- _GIVEN EXERCISE A_
Using the forum thread below, decide whether each statement agrees with it: (i) The full article was left posted in the forum thread. (ii) One reply claims that ESPN has already retracted the story. (iii) The ESPNOutdoors.com editor described the piece as a straight news report. For each, answer yes or no and quote the words of the forum thread that settle it.

------------------------------------------------------------------------

# ALERT: All US Fishermen, Catch 'Em While you Can



## eotpr (Feb 24, 2010)

I deleted the article. We cannot post entire articles on here because of copyright issues. The article is at the url listed below.

GaryFish 

Source Url: http://sports.espn.go.com/outdoors/s...ory?id=4975762 <http://sports.espn.go.com/outdoors/saltwater/news/story?id=4975762>


----------



## Troll (Oct 21, 2008)

*Re: ALERT: All US Fishermen, Catch 'Em While you Can, Possile Fi*

Please, all you Obama haters pull your heads out!

This story is over a week old and has already been retracted by ESPN. Even FOX reported it as a scare story that had no basis.
It was an op-ed.

viewtopic.php?f=1&t=24545

viewforum.php?f=45

If you really want to see who is taking away your ability to fish over 7,000 miles of public water, look no farther than your own Utah legislature. They took more water from you this session than Obama ever will in the less than 3 years he has left in office.

Where is your outrage over what Represenative McKiff and his cronies did with HB 141?
Want more info?


----------



## wyogoob (Sep 7, 2007)

*Re: ALERT: All US Fishermen, Catch 'Em While you Can, Possile Fi*

Welcome to the Forum eotpr!

This is an important fisheries issue for USA saltwater and the Great lakes. We have ran this thread a few times before. I would recommend you review these:

viewtopic.php?f=45&t=24442

viewtopic.php?f=1&t=24444

Also note that the ESPNOutdoors.com editor has acknowledged "errors" and lack of "balance" in Obama fishing ban piece. He also claims the article was an opinion piece only.

------------------------------------------------------------------------

- _GIVEN EXERCISE B_
Reproduce the records word for word, starting at the line that contains "Wildlife-survey input: mark every instance of the outstretched" and ending at the line that contains "point(90, 45)".

Entries from a point annotation set:
------------------------------------------------------------------------

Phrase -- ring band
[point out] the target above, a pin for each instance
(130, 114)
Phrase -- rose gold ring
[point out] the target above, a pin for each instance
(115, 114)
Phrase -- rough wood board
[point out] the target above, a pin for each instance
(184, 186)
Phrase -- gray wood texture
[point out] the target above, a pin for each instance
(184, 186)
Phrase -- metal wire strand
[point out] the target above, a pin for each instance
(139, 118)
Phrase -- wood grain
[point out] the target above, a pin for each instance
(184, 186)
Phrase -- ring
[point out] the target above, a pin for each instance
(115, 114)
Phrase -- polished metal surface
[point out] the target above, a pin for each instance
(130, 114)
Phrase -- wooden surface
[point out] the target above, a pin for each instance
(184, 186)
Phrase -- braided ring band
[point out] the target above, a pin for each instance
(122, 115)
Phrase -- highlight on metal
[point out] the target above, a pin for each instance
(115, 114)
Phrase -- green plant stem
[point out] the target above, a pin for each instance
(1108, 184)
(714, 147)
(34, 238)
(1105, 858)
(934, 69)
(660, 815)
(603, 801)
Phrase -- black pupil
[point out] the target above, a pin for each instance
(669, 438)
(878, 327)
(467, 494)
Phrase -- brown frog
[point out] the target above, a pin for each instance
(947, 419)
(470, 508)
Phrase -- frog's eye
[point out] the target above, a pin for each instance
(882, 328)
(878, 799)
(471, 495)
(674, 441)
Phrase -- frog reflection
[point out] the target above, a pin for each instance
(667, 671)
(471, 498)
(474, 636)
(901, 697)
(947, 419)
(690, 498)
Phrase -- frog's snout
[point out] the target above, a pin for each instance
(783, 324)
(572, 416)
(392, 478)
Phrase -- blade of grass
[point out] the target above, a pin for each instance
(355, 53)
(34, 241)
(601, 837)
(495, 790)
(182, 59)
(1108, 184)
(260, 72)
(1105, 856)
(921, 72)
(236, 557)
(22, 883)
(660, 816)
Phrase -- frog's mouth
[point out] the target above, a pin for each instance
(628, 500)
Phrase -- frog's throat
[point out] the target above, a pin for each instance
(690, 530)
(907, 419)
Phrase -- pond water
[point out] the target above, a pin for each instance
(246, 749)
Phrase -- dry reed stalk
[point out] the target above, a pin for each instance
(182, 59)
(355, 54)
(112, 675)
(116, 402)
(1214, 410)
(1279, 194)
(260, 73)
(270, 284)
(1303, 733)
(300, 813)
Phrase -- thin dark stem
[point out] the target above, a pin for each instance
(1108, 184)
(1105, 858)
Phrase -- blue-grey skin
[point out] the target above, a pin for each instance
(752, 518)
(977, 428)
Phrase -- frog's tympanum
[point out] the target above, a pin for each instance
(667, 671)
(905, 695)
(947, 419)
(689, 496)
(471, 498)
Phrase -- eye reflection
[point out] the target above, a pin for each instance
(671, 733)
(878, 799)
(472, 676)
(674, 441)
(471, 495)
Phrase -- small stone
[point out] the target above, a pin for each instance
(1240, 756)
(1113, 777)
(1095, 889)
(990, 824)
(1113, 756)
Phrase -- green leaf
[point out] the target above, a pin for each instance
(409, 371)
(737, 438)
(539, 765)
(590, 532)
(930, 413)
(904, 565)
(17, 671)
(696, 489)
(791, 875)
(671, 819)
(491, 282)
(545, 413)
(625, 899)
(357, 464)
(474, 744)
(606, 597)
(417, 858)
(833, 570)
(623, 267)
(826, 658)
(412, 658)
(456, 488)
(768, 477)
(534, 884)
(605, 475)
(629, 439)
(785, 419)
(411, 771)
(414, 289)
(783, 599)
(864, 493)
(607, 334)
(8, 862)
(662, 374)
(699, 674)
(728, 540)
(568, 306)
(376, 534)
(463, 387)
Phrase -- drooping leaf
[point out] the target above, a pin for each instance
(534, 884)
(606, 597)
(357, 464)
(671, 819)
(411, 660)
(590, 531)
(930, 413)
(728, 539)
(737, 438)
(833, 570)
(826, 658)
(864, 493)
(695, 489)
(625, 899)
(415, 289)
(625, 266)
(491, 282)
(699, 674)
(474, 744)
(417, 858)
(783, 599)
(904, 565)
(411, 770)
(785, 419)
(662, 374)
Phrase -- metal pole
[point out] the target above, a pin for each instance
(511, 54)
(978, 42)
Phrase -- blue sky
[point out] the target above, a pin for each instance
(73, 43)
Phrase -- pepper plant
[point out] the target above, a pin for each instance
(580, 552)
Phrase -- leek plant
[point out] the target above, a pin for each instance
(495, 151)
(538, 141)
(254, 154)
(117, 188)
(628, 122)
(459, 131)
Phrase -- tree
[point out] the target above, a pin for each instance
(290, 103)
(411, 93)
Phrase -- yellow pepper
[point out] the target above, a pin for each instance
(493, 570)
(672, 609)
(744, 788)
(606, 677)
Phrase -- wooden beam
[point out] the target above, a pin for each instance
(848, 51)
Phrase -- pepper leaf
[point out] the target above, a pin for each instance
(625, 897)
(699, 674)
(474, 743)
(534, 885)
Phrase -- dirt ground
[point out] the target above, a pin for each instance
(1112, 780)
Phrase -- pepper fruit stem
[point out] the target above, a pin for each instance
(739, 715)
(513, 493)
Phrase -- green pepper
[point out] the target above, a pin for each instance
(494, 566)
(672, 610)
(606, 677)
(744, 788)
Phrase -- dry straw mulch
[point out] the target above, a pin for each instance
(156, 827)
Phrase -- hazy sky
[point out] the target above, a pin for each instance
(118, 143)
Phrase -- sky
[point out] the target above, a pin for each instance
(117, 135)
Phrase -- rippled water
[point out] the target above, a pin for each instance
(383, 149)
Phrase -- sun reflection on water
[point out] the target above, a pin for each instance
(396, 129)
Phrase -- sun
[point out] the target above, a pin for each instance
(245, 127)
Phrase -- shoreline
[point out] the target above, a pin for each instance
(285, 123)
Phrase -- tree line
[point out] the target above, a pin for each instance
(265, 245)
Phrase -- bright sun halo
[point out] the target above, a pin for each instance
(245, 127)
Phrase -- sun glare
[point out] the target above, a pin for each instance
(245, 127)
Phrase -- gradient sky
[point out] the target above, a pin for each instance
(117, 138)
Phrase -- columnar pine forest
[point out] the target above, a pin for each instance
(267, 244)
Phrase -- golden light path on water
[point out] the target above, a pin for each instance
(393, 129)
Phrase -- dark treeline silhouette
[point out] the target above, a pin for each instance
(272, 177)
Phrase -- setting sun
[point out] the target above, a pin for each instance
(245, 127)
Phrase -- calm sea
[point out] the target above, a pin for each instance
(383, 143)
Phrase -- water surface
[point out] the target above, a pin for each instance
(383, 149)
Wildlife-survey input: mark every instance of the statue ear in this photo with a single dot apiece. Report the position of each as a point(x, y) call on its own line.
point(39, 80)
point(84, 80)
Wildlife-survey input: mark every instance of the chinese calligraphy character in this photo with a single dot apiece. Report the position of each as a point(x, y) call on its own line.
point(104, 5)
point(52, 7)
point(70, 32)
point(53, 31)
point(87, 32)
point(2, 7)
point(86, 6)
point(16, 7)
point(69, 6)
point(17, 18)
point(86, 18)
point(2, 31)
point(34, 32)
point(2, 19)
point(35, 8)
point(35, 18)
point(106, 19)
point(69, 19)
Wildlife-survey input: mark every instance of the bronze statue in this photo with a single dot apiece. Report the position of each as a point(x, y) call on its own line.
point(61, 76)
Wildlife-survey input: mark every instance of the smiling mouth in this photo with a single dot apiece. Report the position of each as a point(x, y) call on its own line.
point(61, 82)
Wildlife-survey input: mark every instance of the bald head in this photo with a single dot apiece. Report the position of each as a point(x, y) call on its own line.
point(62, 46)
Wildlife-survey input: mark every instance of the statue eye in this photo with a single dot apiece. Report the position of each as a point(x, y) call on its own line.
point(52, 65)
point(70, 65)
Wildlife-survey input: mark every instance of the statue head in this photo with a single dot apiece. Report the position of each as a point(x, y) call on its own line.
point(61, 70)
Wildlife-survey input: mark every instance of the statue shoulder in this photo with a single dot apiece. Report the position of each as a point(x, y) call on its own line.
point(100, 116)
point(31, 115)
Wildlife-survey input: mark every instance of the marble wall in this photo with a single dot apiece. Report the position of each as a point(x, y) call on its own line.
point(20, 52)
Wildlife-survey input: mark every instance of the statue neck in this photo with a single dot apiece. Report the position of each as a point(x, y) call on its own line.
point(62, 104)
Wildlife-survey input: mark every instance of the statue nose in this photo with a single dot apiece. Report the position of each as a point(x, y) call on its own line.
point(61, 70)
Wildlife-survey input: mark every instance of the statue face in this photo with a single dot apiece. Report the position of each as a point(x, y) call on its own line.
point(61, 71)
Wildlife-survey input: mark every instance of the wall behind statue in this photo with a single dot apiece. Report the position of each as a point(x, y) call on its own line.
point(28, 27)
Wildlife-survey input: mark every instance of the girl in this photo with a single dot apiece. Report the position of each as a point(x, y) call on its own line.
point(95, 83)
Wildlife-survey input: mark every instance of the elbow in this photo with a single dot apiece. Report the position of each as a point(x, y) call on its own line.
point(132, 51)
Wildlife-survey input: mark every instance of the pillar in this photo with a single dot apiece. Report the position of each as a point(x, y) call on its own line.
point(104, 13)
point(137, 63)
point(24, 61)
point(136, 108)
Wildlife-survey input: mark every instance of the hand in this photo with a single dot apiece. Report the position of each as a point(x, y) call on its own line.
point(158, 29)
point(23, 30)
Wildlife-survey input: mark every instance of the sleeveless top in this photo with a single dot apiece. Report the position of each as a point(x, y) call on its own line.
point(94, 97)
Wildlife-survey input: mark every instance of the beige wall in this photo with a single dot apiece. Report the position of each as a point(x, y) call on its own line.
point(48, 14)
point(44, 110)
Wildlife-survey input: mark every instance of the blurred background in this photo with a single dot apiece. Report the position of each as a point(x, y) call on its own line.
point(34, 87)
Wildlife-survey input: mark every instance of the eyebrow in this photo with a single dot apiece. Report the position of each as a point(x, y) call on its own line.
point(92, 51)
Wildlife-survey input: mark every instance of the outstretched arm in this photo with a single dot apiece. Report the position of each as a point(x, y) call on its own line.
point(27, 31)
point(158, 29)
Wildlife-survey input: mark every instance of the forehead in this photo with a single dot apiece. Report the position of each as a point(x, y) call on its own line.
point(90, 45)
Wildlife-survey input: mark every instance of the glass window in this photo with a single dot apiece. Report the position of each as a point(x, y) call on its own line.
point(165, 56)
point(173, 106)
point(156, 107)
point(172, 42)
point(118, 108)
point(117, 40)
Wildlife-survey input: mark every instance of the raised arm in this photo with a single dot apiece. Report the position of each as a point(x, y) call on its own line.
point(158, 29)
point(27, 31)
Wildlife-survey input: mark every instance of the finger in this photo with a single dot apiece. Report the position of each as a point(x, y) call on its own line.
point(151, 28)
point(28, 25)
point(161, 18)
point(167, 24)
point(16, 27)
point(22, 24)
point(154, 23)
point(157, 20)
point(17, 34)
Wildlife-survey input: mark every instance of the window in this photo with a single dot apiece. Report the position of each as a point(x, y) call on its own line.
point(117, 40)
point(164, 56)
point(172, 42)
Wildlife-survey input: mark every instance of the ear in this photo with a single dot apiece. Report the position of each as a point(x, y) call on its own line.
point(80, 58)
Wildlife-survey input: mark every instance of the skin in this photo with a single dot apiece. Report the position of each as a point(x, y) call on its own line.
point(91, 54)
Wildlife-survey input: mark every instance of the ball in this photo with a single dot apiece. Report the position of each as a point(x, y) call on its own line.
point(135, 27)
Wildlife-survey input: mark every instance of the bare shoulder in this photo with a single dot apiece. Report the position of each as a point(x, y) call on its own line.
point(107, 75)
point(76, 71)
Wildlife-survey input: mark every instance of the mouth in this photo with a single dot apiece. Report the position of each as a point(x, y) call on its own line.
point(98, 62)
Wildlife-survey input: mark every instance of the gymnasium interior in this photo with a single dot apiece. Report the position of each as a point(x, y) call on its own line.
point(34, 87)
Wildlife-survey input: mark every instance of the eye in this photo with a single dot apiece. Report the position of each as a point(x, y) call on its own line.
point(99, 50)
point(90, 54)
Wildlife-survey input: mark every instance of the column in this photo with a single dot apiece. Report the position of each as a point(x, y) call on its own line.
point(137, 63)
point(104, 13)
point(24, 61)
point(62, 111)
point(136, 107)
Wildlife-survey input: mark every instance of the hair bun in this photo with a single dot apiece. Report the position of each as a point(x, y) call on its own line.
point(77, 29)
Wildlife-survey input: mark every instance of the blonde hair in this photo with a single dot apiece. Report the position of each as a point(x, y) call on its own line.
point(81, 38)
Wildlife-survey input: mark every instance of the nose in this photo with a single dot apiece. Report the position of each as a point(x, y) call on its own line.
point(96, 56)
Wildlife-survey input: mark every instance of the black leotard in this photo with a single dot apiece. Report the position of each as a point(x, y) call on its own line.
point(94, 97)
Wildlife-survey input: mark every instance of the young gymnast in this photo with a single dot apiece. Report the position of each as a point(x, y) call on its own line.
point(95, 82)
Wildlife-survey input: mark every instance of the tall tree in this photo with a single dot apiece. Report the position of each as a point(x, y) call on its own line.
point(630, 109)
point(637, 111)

------------------------------------------------------------------------

- _TASK RESPONSE A_
(i) No: "I deleted the article. We cannot post entire articles on here because of copyright issues."
(ii) Yes: "This story is over a week old and has already been retracted by ESPN."
(iii) No: "He also claims the article was an opinion piece only."

- _TASK RESPONSE B_
Wildlife-survey input: mark every instance of the outstretched arm in this photo with a single dot apiece. Report the position of each as a point(x, y) call on its own line.
point(27, 31)
point(158, 29)
Wildlife-survey input: mark every instance of the forehead in this photo with a single dot apiece. Report the position of each as a point(x, y) call on its own line.
point(90, 45)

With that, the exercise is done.